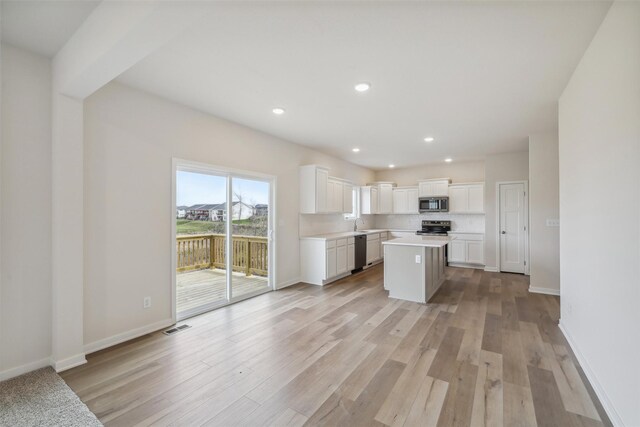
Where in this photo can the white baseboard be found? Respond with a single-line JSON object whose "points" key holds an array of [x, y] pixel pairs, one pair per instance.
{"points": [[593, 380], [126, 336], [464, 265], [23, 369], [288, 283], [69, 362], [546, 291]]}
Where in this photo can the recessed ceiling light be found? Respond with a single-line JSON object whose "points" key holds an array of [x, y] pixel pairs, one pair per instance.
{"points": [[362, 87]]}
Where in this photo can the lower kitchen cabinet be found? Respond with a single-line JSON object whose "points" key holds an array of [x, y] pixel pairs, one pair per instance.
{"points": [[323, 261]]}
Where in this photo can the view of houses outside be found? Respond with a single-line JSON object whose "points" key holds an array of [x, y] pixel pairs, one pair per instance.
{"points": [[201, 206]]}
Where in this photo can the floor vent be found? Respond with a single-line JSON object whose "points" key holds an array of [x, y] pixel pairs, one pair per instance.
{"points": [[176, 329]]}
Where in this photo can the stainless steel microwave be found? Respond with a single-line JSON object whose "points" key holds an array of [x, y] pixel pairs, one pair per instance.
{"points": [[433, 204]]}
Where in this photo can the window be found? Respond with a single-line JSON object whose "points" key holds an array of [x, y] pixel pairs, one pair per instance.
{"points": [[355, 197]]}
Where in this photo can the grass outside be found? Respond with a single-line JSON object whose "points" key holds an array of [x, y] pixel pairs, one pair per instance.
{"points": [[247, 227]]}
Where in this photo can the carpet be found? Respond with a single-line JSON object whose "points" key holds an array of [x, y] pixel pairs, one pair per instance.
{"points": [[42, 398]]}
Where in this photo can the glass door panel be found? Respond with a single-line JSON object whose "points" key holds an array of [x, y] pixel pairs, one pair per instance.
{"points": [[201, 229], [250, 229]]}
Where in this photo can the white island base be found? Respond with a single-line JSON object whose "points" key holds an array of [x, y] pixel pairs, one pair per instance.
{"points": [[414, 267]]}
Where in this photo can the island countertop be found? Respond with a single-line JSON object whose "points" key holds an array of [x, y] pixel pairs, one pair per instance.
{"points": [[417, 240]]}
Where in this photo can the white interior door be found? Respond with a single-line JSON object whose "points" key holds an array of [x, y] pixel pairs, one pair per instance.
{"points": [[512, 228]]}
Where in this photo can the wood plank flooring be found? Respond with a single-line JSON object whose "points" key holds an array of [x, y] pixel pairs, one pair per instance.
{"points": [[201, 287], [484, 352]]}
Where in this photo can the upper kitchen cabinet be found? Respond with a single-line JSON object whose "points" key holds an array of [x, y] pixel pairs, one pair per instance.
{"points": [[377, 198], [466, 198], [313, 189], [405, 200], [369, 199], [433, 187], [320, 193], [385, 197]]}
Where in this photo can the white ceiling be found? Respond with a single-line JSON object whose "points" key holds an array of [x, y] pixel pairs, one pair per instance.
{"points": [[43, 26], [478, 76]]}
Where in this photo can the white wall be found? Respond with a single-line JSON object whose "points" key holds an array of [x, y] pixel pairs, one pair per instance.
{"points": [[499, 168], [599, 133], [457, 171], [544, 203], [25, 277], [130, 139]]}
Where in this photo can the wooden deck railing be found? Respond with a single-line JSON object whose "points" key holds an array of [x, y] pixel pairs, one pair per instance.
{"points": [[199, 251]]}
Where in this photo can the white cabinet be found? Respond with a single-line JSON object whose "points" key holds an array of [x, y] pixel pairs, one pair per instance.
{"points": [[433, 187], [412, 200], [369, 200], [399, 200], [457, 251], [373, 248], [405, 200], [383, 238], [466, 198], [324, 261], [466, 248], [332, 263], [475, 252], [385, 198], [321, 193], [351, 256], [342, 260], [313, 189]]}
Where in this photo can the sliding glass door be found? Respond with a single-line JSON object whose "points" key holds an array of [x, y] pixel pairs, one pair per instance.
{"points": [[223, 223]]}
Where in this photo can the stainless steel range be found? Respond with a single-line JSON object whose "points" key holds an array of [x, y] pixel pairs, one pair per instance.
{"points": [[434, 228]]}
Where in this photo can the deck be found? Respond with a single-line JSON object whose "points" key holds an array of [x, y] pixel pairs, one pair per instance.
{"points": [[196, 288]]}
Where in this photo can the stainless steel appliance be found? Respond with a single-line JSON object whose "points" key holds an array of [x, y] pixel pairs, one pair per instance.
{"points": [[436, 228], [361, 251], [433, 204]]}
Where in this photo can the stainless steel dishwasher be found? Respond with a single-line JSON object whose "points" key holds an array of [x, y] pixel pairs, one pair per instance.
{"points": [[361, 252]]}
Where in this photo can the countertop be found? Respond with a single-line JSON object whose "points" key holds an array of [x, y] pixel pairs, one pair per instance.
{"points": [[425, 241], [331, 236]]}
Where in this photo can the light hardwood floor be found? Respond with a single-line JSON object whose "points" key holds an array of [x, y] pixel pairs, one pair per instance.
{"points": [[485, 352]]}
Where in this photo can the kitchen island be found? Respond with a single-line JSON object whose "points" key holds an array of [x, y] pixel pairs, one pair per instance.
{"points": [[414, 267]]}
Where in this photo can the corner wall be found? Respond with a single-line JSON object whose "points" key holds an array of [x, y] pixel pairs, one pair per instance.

• **EXERCISE PROMPT**
The answer must be an exact copy of the records above, with the pictures left out.

• **ANSWER**
Where in this photo can the white baseboard be found? Respond with a single-line JSON object whose "points" key holds an array of [x, y] pixel pairs, one pair per instance.
{"points": [[593, 380], [126, 336], [464, 265], [23, 369], [288, 283], [69, 362], [546, 291]]}
Where in this photo can the recessed ceiling light be found? Respond with a single-line JSON object whose "points" key holds an array of [x, y] pixel pairs, one pair per instance.
{"points": [[362, 87]]}
Where in this photo can the lower kitchen cabinet be found? Respond with a single-line JSON object whose "points" key holds an array of [x, y] pixel pairs, one pair per instance.
{"points": [[323, 261]]}
Where in this photo can the view of houses outside be found? Respond with a single-line JSON object whose "points" key holds an array of [x, y] pixel pairs, one pair per instance.
{"points": [[201, 206]]}
Where in this photo can the floor vent be found? Respond with a single-line JSON object whose "points" key holds an array of [x, y] pixel pairs, one pair per instance.
{"points": [[176, 329]]}
Where in this photo can the stainless steel microwave be found? Respond with a single-line JSON object whose "points" key holds an array of [x, y] pixel pairs, one pair per instance.
{"points": [[433, 204]]}
Where in this photo can the window be found? Respond with a single-line JSON object whose "points" key holds an array of [x, y] pixel pairs, one pair per instance.
{"points": [[355, 197]]}
Where in this photo can the grass outside be found? Respond with a single-line JSON object whose "points" key holds an array of [x, y] pixel pairs, one pair per instance.
{"points": [[247, 227]]}
Where in this photo can the carpet be found? Respond with a single-line JSON object whose "points" key holds an array of [x, y] pixel pairs, one pair per instance.
{"points": [[42, 398]]}
Where in this photo can the glass door panel be found? Respond with a single-line JSON object whose "points" key holds an array of [x, y] pixel pairs, one pair per instance.
{"points": [[201, 229], [250, 229]]}
Where in this photo can the white island base be found? Respond with a single-line JSON object whose "points" key holds an array of [x, y] pixel pairs, one pair per instance.
{"points": [[414, 267]]}
Where in this photo can the island countertop be found? Respond with a single-line JSON object whose "points" key holds an array of [x, y] pixel pairs, one pair per instance.
{"points": [[417, 240]]}
Where in this photo can the white interior door be found? Respond with a single-line JSON object whose "points" key holds an array of [x, y] pixel pairs, one pair per instance.
{"points": [[512, 228]]}
Where in this photo can the wood plank flooring be found? Respond with a single-line JSON object whose "points" key holds an array of [x, y] pixel pairs, one pair per instance.
{"points": [[201, 287], [484, 352]]}
Where in this photo can the upper kitchen cabinet be found? Respond with a single-line JSON object whose "points" key holds an array of [x, y] pixel pairs, one pair per instance.
{"points": [[377, 198], [466, 198], [313, 189], [405, 200], [369, 199], [433, 187], [320, 193], [385, 197]]}
Where in this photo can the white ceiling be found? Respond with a single-line JSON object whose "points" key holds an array of [x, y] pixel pairs, one pair per instance.
{"points": [[43, 26], [478, 76]]}
Where in this photo can the white wall be found? Respond with a single-line JSON object whose "points" key holds an array of [x, y] pixel pairs, one pair per instance.
{"points": [[499, 168], [599, 133], [457, 171], [544, 203], [25, 277], [130, 139]]}
Where in this photo can the wooden deck railing be found? Respond with a single-line JSON object whose "points" key holds an array of [x, y] pixel pairs, one pair per instance.
{"points": [[199, 251]]}
Where in this photo can the white cabinet be found? Respond with a single-line JSON object whose "points" key holds an array of [x, y] pixel pairs, one pair per instance.
{"points": [[433, 187], [412, 200], [369, 200], [399, 200], [457, 251], [373, 248], [405, 200], [383, 238], [466, 198], [324, 261], [466, 248], [332, 263], [475, 252], [385, 198], [321, 193], [351, 256], [342, 260], [313, 189]]}
Where in this photo can the sliding glass door be found? Respond with a single-line JSON object whose "points" key holds an array of [x, y] pixel pairs, one pair per instance.
{"points": [[223, 223]]}
Where in this photo can the stainless steel range be found? Respond with a single-line JSON object whose "points" key holds an array of [x, y] pixel pairs, one pair per instance.
{"points": [[434, 228]]}
Where in this photo can the deck be found? Respond with a single-line JSON object whose "points" key holds an array of [x, y] pixel pairs, one pair per instance.
{"points": [[196, 288]]}
Where in this photo can the stainless steel appliance be found? Respond with a single-line JSON object whose "points" key holds an array of [x, y] pixel pairs, one pair per instance.
{"points": [[436, 228], [361, 251], [433, 204]]}
Where in this photo can the stainless steel dishwasher be found? Respond with a single-line JSON object whose "points" key holds an array of [x, y] pixel pairs, one pair per instance.
{"points": [[361, 252]]}
Where in this photo can the countertop be found? Respond with a single-line JSON object whose "points" key holds an array of [x, y] pixel pairs, one pair per instance.
{"points": [[425, 241], [331, 236]]}
Where in this photo can the light hardwood floor be found? Respond with a single-line JSON object whose "points" key holds an array of [x, y] pixel pairs, one pair per instance.
{"points": [[485, 352]]}
Where in this photo can the kitchen island be found? Respond with a single-line JSON object whose "points" key holds an array of [x, y] pixel pairs, one pair per instance.
{"points": [[414, 267]]}
Where in this photo can the corner wall be found? Respond with a single-line JSON object whose "points" key holds an array of [x, y] pixel pairs, one pair per instance.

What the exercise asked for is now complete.